• [What you are asked to do]
List each line below that contains the word "woman".

• [Listed entries]
□ □ □ □ □

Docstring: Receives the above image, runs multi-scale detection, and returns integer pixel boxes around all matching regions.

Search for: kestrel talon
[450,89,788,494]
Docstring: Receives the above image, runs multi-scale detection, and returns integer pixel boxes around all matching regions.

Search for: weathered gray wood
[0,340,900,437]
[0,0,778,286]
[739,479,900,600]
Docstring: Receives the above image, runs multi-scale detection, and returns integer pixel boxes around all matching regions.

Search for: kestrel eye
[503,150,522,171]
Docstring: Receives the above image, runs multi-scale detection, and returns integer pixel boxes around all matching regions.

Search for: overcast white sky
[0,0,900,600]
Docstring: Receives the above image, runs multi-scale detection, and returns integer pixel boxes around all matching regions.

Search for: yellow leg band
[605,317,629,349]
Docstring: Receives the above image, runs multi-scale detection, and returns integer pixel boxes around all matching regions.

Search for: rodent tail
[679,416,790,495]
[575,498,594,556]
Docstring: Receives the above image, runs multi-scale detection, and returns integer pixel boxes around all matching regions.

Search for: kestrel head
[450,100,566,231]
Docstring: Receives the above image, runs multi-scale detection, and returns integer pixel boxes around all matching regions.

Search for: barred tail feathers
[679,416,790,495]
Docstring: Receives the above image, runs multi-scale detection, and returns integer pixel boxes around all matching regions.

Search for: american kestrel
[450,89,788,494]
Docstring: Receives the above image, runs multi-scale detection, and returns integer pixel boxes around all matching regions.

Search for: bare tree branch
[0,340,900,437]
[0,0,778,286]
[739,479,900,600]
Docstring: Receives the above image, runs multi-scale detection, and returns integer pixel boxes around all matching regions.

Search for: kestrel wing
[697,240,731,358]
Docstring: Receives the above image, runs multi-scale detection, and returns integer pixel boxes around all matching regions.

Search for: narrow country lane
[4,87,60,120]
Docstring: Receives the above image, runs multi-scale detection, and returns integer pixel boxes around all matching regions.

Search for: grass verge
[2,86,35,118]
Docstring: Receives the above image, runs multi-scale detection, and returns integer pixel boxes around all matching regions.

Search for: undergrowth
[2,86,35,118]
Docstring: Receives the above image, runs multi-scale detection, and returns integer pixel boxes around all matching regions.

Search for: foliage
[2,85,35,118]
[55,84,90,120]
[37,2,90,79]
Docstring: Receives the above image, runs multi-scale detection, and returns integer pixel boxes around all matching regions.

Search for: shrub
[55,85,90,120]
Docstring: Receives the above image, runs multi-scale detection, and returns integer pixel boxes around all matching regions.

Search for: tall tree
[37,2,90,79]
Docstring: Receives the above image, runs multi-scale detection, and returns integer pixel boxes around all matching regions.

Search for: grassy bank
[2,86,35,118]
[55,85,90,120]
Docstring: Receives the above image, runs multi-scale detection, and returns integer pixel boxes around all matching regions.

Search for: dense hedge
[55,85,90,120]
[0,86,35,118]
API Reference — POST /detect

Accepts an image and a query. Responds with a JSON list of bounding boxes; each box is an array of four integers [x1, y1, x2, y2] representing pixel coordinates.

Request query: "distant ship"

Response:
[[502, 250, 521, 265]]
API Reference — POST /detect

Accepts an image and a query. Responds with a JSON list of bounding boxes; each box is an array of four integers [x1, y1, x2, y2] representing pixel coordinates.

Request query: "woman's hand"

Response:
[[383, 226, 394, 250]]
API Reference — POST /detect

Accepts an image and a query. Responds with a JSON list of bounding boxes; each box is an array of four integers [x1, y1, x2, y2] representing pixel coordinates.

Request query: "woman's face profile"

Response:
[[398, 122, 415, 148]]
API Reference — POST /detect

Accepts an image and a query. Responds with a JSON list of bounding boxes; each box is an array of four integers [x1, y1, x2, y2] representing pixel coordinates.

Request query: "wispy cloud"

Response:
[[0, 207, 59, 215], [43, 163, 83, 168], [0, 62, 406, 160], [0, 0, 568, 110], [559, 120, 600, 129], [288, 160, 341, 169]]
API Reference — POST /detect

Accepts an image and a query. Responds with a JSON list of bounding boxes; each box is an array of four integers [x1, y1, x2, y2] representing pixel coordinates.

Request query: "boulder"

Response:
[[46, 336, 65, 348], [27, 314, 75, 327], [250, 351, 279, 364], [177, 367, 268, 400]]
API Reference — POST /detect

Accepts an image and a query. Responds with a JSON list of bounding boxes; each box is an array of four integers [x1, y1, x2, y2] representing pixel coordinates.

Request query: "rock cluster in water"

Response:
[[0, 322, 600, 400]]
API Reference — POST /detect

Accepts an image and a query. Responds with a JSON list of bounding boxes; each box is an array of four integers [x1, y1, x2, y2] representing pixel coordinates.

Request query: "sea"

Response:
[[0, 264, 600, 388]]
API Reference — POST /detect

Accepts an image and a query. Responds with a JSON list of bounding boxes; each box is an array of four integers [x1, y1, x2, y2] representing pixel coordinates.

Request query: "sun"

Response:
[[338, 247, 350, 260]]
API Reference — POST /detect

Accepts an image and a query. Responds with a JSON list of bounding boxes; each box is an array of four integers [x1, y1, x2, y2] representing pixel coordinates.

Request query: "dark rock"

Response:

□ □ □ □ □

• [The response]
Request query: "woman's hand"
Request query: "woman's face profile"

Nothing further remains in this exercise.